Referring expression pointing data
*** Block opens ***

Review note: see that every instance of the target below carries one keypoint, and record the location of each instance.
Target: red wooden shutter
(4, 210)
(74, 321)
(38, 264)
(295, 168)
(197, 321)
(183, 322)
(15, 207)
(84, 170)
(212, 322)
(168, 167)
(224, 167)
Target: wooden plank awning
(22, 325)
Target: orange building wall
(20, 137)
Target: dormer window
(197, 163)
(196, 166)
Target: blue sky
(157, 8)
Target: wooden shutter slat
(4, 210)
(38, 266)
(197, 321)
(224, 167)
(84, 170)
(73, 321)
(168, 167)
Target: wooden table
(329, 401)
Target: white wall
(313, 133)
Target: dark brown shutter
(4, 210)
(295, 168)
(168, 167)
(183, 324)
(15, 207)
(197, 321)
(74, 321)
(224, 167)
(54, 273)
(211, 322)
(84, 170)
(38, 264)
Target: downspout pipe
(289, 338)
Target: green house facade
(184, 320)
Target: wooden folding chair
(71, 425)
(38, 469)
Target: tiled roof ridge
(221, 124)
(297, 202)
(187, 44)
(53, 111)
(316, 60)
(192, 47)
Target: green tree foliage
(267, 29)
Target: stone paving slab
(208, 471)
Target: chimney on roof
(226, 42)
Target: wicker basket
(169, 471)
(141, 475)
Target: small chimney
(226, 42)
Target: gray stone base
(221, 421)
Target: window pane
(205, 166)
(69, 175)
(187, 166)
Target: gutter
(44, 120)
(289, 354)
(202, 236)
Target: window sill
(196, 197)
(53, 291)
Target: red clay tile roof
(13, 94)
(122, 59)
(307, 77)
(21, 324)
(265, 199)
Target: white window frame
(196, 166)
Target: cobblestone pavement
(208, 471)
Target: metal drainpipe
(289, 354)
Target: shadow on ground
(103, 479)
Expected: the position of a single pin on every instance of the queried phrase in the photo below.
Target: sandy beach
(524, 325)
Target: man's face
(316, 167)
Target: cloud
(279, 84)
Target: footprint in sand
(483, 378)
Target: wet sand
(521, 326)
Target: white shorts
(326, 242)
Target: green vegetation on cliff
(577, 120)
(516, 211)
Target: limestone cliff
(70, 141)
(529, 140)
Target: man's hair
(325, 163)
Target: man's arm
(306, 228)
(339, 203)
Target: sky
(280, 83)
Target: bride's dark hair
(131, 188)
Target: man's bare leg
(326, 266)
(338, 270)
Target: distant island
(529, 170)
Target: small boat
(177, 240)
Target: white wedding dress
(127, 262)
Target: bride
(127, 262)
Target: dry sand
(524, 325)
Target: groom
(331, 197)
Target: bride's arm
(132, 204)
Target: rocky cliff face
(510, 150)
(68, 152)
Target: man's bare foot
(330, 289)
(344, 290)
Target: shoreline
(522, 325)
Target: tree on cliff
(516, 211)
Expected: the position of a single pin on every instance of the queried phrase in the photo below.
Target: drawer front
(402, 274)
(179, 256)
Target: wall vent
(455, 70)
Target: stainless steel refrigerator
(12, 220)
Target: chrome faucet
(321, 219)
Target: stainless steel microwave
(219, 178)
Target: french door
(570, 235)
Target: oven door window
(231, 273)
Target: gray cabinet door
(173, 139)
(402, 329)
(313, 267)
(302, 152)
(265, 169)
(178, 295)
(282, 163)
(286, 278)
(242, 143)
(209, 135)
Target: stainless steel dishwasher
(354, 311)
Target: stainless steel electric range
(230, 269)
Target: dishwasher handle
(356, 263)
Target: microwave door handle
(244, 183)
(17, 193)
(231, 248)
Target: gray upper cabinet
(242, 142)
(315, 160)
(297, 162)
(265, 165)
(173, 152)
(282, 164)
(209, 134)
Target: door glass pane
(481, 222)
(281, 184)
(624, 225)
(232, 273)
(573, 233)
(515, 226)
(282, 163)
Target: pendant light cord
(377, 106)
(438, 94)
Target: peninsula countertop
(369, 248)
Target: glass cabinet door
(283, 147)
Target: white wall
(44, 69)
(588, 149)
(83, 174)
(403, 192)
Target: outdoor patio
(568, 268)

*** Block closes ***

— Requirement —
Your answer should be the data above, retyped in full and unaltered.

— Answer below —
Review note: see that every instance of the target below carries one keypoint, and record the location of each instance.
Target: red wooden shutter
(4, 210)
(74, 321)
(38, 264)
(295, 168)
(197, 321)
(183, 322)
(15, 207)
(84, 170)
(212, 322)
(168, 167)
(224, 167)
Target: wooden plank awning
(22, 325)
Target: orange building wall
(20, 137)
Target: dormer window
(197, 163)
(196, 166)
Target: blue sky
(157, 8)
Target: wooden shutter slat
(4, 210)
(38, 266)
(197, 321)
(224, 167)
(84, 170)
(73, 321)
(168, 167)
Target: wooden table
(329, 401)
Target: white wall
(313, 133)
Target: dark brown shutter
(4, 210)
(295, 168)
(168, 167)
(183, 324)
(15, 207)
(197, 321)
(74, 321)
(224, 167)
(54, 273)
(211, 322)
(84, 170)
(38, 264)
Target: downspout pipe
(289, 338)
Target: green house facade
(184, 320)
Target: wooden folding chair
(71, 425)
(38, 469)
Target: tiled roof ridge
(221, 124)
(297, 202)
(187, 44)
(53, 111)
(316, 60)
(192, 47)
Target: green tree foliage
(267, 29)
Target: stone paving slab
(208, 471)
Target: chimney on roof
(226, 42)
Target: wicker basket
(169, 471)
(141, 475)
Target: small chimney
(226, 42)
Target: gray stone base
(221, 421)
Target: window pane
(205, 166)
(69, 175)
(187, 166)
Target: gutter
(44, 120)
(289, 354)
(202, 236)
Target: window sill
(196, 197)
(53, 291)
Target: red clay tile roof
(13, 94)
(122, 59)
(307, 77)
(21, 324)
(265, 199)
Target: white window frame
(196, 166)
Target: cobblestone pavement
(208, 471)
Target: metal drainpipe
(289, 354)
Target: shadow on ground
(103, 479)
Expected: the position of a single pin on every instance of the queried phrase in the photo below.
Target: sandy beach
(524, 325)
Target: man's face
(316, 167)
Target: cloud
(279, 84)
Target: footprint in sand
(483, 378)
Target: wet sand
(521, 326)
Target: white shorts
(326, 242)
Target: green vegetation on cliff
(577, 120)
(516, 211)
Target: limestone cliff
(70, 141)
(529, 140)
Target: man's hair
(325, 163)
Target: man's arm
(306, 228)
(339, 203)
Target: sky
(280, 83)
Target: bride's dark hair
(131, 188)
Target: man's bare leg
(326, 266)
(338, 270)
Target: distant island
(529, 170)
Target: small boat
(177, 240)
Target: white wedding dress
(127, 262)
Target: bride
(127, 262)
Target: dry sand
(524, 325)
Target: groom
(331, 197)
Target: bride's arm
(132, 204)
Target: rocky cliff face
(510, 150)
(68, 152)
Target: man's bare foot
(330, 289)
(344, 290)
Target: shoreline
(522, 325)
Target: tree on cliff
(516, 211)
Expected: the position of a single pin on every instance of the queried phrase in the photo below.
Target: drawer front
(402, 274)
(179, 256)
Target: wall vent
(455, 70)
Target: stainless steel refrigerator
(12, 220)
Target: chrome faucet
(321, 219)
Target: stainless steel microwave
(219, 178)
Target: french door
(570, 235)
Target: oven door window
(231, 273)
Target: gray cabinet door
(173, 139)
(402, 329)
(313, 267)
(302, 152)
(265, 169)
(178, 295)
(282, 163)
(286, 278)
(242, 143)
(209, 135)
Target: stainless steel dishwasher
(354, 311)
Target: stainless steel electric range
(230, 269)
Target: dishwasher handle
(356, 263)
Target: microwave door handle
(244, 183)
(17, 193)
(231, 248)
Target: gray upper cabinet
(242, 142)
(315, 160)
(297, 162)
(265, 165)
(173, 152)
(282, 164)
(209, 134)
Target: door glass pane
(481, 222)
(281, 184)
(624, 225)
(232, 273)
(573, 233)
(515, 226)
(282, 163)
Target: pendant light cord
(377, 106)
(438, 94)
Target: peninsula countertop
(369, 248)
Target: glass cabinet door
(283, 147)
Target: white wall
(44, 69)
(588, 149)
(83, 174)
(403, 192)
Target: outdoor patio
(568, 268)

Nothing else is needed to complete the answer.